#### ЗАДАНИЕ
Ответьте по отрывку, в каком году Евгений Афанасьев приехал в Казань.

Работа в военном оркестре и учеба в Гнесинке шли своим чередом. Женя был первым кларнетистом в коллективе, учился тоже вдохновенно — казалось бы, чего еще было желать? Но тяга к перемене мест покоя не давала. И оставалось много вопросов к московской школе дирижирования, которую Афанасьев впитывал в академии. Ему хотелось освоить и другую школу, питерскую. Но поскольку Евгений категорически ненавидит Санкт-Петербург, как сам признается, то начал искать, где еще работают преподаватели из этой школы.

И оказалось, что в Казани преподает профессор Сергей Владимирович Ферулев, последователь одного из авторитетнейших педагогов ленинградской школы. Ему Евгений и отправил свои видеозаписи и напросился к нему в магистратуру. Ферулев Афанасьева взял, и в 2016 году молодой дирижер приехал в Казань. Да так тут и остался, закончив магистратуру и ассистентуру-стажировку.

— Решение приехать в Казань оказалось лучшим, что я мог сделать. Сергей Владимирович — непревзойденный педагог. Я хотел припасть к этой дирижерской школе — и нашел здесь то, что искал, получил то, чего мне не хватало.

realnoevremya.ru/Ринат Назметдинов
Я хотел припасть к этой дирижерской школе — и нашел здесь то, что искал, получил то, чего мне не хватало

На первый взгляд, выглядит удивительно: человек заканчивает один из ведущих музыкальных вузов страны и приезжает в провинцию по собственной воле — доучиваться. Но из песни слова не выкинешь — это действительно оказалось так.

Кстати, провинции в Казани Евгений не чувствует — по крайней мере, сам это утверждает.

#### ФРАГМЕНТЫ МАТЕРИАЛА

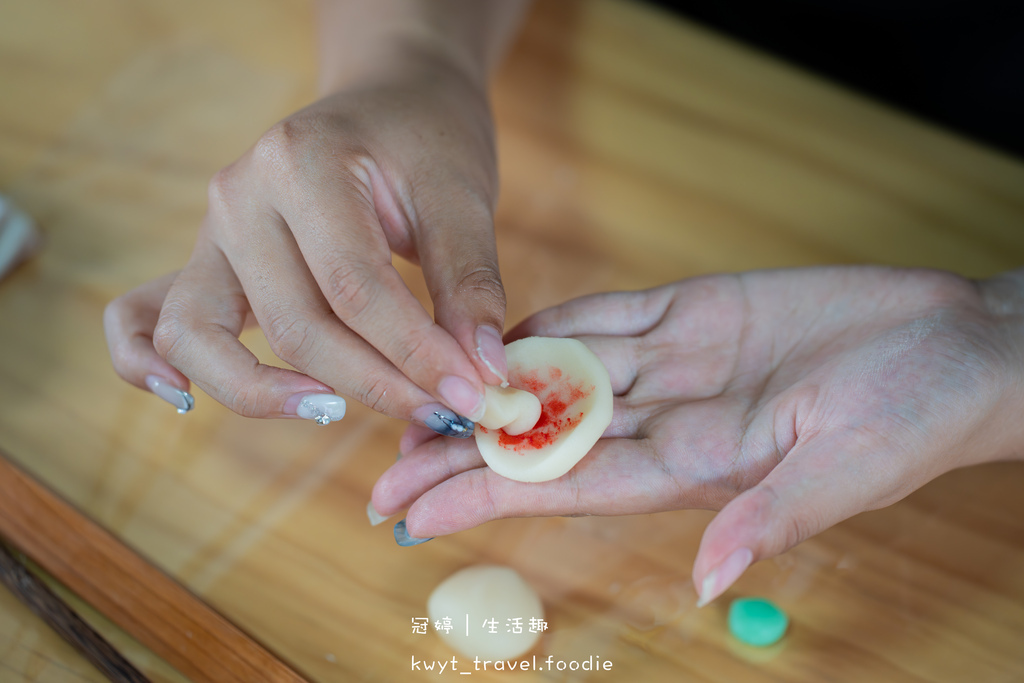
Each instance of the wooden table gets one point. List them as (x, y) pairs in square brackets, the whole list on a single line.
[(636, 148)]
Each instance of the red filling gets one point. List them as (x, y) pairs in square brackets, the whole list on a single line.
[(558, 395)]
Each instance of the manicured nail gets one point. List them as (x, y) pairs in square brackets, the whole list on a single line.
[(461, 395), (321, 408), (402, 538), (443, 421), (375, 517), (491, 351), (173, 395), (725, 574)]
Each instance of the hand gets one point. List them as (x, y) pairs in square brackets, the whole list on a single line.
[(299, 237), (790, 399)]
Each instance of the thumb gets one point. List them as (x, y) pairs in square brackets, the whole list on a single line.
[(812, 488), (460, 265)]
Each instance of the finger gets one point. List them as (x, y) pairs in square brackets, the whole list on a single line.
[(128, 324), (414, 436), (616, 477), (343, 243), (623, 313), (460, 265), (806, 494), (302, 329), (620, 356), (427, 462), (197, 333)]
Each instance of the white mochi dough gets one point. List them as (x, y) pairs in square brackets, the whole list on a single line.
[(511, 410), (483, 593), (574, 392)]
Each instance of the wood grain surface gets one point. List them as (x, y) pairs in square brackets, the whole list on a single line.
[(635, 148), (143, 601)]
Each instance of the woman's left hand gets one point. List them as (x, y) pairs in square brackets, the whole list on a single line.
[(790, 399)]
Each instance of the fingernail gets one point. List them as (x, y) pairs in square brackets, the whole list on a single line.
[(173, 395), (321, 408), (491, 351), (443, 421), (402, 538), (725, 574), (375, 517), (461, 395)]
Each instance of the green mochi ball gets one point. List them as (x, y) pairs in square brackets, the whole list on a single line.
[(757, 622)]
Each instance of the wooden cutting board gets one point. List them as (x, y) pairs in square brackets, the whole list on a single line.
[(635, 148)]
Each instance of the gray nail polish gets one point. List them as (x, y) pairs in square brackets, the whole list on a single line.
[(402, 538), (176, 397), (443, 421)]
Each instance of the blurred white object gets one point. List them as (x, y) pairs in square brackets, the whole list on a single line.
[(18, 237)]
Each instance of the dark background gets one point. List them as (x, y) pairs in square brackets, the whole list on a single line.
[(956, 62)]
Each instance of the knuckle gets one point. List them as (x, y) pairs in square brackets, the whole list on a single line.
[(482, 284), (244, 399), (114, 314), (372, 392), (289, 335), (413, 353), (349, 289), (171, 335), (221, 189), (280, 148)]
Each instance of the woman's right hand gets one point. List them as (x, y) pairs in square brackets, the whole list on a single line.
[(299, 237)]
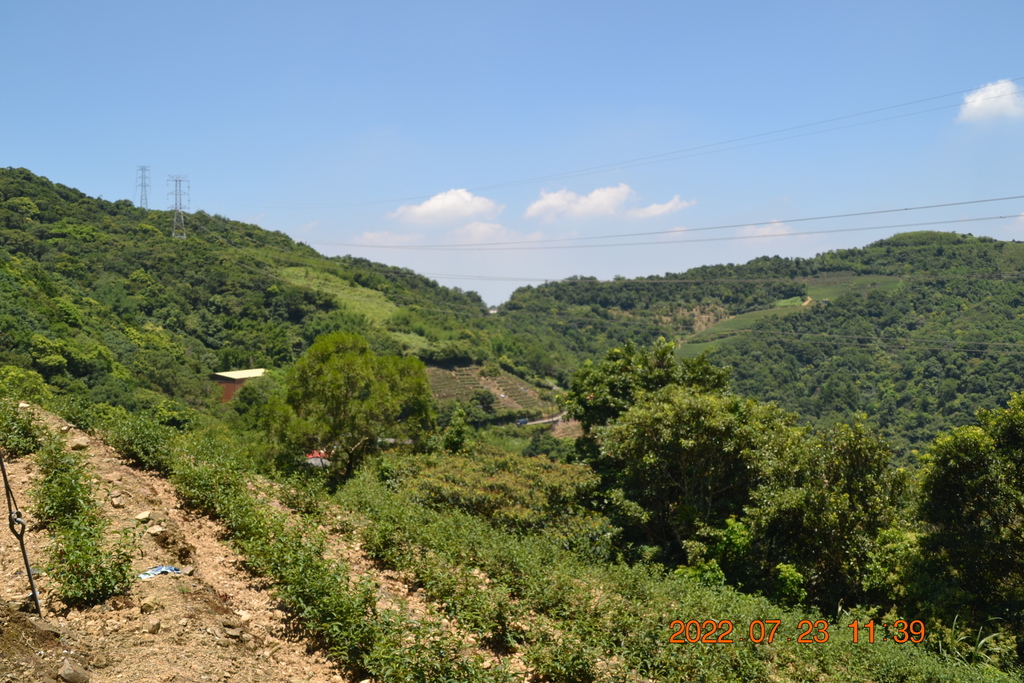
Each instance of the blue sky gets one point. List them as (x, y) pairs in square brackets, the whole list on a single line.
[(387, 129)]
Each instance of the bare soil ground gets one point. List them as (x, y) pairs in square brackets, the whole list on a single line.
[(217, 624)]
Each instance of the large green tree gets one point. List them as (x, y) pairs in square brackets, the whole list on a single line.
[(974, 501), (349, 400)]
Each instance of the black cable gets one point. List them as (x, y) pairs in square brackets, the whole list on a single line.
[(17, 525)]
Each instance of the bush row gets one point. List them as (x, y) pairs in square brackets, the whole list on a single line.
[(87, 562), (574, 621), (212, 474)]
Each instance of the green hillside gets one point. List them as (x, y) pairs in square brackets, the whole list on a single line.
[(765, 487)]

#### ОТВЕТ
В 2016 году.